#### Textauszug:

════════════════════

Trotz dieser Widrigkeiten verzeichnet die Solarenergie einen beeindruckenden Zubaurekord. Bis zum 14. September wurden bereits 9 GW neue Anlagen ans Netz angeschlossen. Das bedeutet, dass die politischen Ziele bereits zu 100 Prozent erreicht wurden. Wenn dieser Trend für den Rest des Jahres in diesem Tempo anhält, könnten wir am Ende des Jahres sogar bis zu 12 GW neue Solarkapazitäten hinzugewinnen.
Der bisherige Rekord im Zubau von solarer Leistung wurde im Jahr 2011 mit 7,9 GW erreicht. In den Jahren 2013 und 2014 fielen die Zahlen stark, bedingt durch die damalige Kürzung der EEG-Vergütung (Diagramm 4). Seitdem sind die Kosten für konventionelle Stromerzeugung erheblich gestiegen, während sich die Solartechnik kontinuierlich verbessert hat. Dies führte dazu, dass der Einsatz von Solarenergie wieder rentabler wurde und die Ausbauzahlen wieder anstiegen.
Für die Solarbranche sind das gute Nachrichten. Insbesondere da die Ausbauziele in den nächsten Jahren noch einmal deutlich erhöht werden soll. Ab dem Jahr 2026 sollen nämlich jährlich bis zu 22 GW zugebaut werden (BWMK, 2023). Zum Vergleich: Anfang 2022 waren es noch in Summe 67 GW am Netz.

════════════════════

#### Angezeigte Zeilen:
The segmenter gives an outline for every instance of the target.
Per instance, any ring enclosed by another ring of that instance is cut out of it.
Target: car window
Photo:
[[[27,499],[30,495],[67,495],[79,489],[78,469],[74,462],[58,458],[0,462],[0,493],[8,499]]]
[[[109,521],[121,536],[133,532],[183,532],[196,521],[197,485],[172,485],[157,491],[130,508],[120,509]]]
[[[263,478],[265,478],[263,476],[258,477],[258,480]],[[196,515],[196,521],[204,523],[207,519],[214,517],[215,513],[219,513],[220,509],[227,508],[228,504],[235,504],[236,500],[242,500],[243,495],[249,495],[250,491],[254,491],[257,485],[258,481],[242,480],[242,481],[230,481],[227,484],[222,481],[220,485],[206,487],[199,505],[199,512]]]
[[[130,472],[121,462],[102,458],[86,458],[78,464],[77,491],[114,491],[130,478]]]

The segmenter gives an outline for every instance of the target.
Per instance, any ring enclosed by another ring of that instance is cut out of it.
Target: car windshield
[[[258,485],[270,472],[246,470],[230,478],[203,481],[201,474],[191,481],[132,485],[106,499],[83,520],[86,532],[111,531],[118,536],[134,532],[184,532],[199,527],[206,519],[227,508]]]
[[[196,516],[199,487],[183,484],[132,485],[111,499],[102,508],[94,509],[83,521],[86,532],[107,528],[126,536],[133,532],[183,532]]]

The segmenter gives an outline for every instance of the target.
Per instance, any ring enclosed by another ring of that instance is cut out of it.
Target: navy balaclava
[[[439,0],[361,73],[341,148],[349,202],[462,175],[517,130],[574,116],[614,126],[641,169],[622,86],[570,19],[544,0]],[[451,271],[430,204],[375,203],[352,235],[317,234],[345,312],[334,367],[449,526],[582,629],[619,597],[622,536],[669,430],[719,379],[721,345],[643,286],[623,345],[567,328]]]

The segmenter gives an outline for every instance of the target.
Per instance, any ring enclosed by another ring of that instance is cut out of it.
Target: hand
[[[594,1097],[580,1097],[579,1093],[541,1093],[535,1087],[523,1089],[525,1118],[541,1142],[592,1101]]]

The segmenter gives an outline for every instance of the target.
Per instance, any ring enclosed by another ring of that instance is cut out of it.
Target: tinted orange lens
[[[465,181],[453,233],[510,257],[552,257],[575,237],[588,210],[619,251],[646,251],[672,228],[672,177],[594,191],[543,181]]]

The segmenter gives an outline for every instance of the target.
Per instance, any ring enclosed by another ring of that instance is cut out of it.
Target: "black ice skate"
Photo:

════════════════════

#### Die Aufgaben:
**A.** Welcher Wert war laut dem Textauszug zum Solarausbau der bisherige Rekord beim Zubau solarer Leistung, und in welchem Jahr wurde er erreicht?
**B.** Schreiben Sie aus dem Textauszug zum Solarausbau die Passage zwischen „Der bisherige Rekord“ und „Ausbauzahlen wieder anstiegen.“ einschließlich wortgetreu ab.

#### Ergebnisse je Aufgabe:
**A.** Der Rekord lag bei 7,9 GW und wurde im Jahr 2011 erreicht.

**B.**
Der bisherige Rekord im Zubau von solarer Leistung wurde im Jahr 2011 mit 7,9 GW erreicht. In den Jahren 2013 und 2014 fielen die Zahlen stark, bedingt durch die damalige Kürzung der EEG-Vergütung (Diagramm 4). Seitdem sind die Kosten für konventionelle Stromerzeugung erheblich gestiegen, während sich die Solartechnik kontinuierlich verbessert hat. Dies führte dazu, dass der Einsatz von Solarenergie wieder rentabler wurde und die Ausbauzahlen wieder anstiegen.